The problem: Rewrite every line of the records below, switching "placing a single dot" to "marking one point" wherever it occurs and leaving all else unchanged. Omit the pictures from your copy.

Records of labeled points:
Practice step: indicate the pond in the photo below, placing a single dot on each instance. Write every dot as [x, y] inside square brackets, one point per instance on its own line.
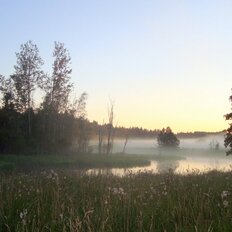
[194, 156]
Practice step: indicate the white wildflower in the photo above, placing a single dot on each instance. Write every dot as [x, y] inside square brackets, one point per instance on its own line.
[225, 204]
[225, 194]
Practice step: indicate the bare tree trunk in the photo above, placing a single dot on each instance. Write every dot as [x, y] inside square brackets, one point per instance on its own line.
[100, 140]
[110, 128]
[125, 143]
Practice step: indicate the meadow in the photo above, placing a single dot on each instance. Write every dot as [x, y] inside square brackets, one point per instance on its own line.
[73, 201]
[56, 193]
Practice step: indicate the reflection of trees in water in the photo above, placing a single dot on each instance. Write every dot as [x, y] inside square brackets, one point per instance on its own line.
[167, 166]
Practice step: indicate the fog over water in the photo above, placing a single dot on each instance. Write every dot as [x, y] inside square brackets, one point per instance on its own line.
[194, 155]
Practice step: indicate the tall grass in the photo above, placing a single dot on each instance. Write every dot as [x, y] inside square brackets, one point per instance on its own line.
[74, 201]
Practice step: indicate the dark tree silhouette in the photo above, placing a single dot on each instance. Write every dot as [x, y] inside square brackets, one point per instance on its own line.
[166, 138]
[27, 75]
[228, 137]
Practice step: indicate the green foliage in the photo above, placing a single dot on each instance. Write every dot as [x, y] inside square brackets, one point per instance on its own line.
[57, 125]
[64, 201]
[228, 137]
[166, 138]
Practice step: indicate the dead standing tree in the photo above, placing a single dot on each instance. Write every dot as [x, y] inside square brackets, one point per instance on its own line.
[110, 129]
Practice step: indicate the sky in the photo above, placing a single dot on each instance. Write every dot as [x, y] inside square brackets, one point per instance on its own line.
[162, 63]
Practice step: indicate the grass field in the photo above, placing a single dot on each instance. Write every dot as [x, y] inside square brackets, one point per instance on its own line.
[70, 201]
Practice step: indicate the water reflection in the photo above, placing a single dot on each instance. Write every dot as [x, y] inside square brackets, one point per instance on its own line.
[185, 166]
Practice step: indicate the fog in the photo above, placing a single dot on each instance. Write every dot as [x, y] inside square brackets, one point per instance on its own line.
[148, 146]
[194, 155]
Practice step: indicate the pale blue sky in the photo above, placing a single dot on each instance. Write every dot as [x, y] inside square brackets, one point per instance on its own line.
[164, 63]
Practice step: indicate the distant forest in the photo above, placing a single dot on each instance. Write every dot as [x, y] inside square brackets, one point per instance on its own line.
[59, 123]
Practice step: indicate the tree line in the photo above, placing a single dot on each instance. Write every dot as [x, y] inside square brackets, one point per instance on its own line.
[57, 122]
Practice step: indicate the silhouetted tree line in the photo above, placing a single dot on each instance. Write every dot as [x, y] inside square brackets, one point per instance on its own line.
[57, 123]
[121, 132]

Output for this task:
Practice step: indicate the pond in the photo below, marking one point on each instance. Write every dot as [x, y] inside square brackets, one point per instance on its own line.
[194, 156]
Practice step: indicate the white wildflower in the photo above, marking one point on each instance. Write every dot as [x, y] inside square brackets, one point per instance on its own line.
[225, 204]
[225, 194]
Practice step: indicate the bare tree trunk in the photo above, marking one point on each instance. Write every dot as [x, y] inside square brackets, one point per instance on its own line.
[100, 140]
[110, 128]
[125, 143]
Practice step: indicate the meadow in the photo above, marking one point on each instance. Write every dot as [x, y] inside square brackets, one point per instance on its own line.
[73, 201]
[56, 193]
Practice step: indicate the reflection of trees in water in the photo above, marking one point on each instance. Write every dot as [x, y] inside square brackets, one point per instance on its own line.
[167, 166]
Practice step: indicate the fog over water in the photo above, marking one point on each instance. Write every dot as [x, y] inside square brackets, one point per instance on its own line.
[194, 155]
Practice step: indicate the tall grass in the photo above, marking one point on each instance. Write every dot as [x, y] inside square brackets, one point per instance on its own line.
[74, 201]
Practice step: indicate the dark tree silhouette in the photo above, marking one point on each instance. Write every dot as [x, y] inside square brackets, one point per instance on its own line.
[166, 138]
[27, 75]
[228, 137]
Practice step: indicate the green foliage in the photo above, marking one point on each instance. Write every dot as [x, y] inside square brackets, one point per instance on its own line.
[57, 125]
[64, 201]
[228, 137]
[166, 138]
Practice step: indicate the dead standing tree in the photo above, marking one point on each instance. Write every dot as [x, y] inside square brackets, one point per instance on its own line.
[110, 129]
Practice step: indicate the sky in the photo above, marking one point on each instance. Write every dot as [x, y] inside square brackets, one point per instance on its own line.
[162, 63]
Practice step: indicate the grass field in the photo above, marking one point on each instance. Write every dot as [x, y] inside square brackets, one point per instance on its own line.
[70, 201]
Practice step: indicate the water reflection in the photo above, marking one point on each instance. Write every dot as [x, y] inside square brackets, one point per instance on its own line.
[185, 166]
Practice step: indicate the fog in the photo above, marking one point on each instance. Write every dot as [x, y] inside square brackets, one point per instance on its own line.
[148, 146]
[194, 155]
Practice step: indicate the pale blue sky in the photo above, marking one point on each instance. Write every dot as [x, y] inside square brackets, one point per instance on its own line.
[164, 63]
Practice step: indicate the distant forest in the photo above, marking one point on each instance. Write every dot as [x, y] inside square brackets, one point per instance on its own line.
[59, 123]
Practice step: indicate the tree line in the photo above, marking one point on each instance. Write every dot as [x, y] inside square brackets, one point per instance on its own line.
[57, 122]
Practice step: indicate the silhouetted tree line in the photo above, marking one point on each instance. Write every dot as [x, y] inside square brackets, one point per instance on its own line.
[57, 123]
[121, 132]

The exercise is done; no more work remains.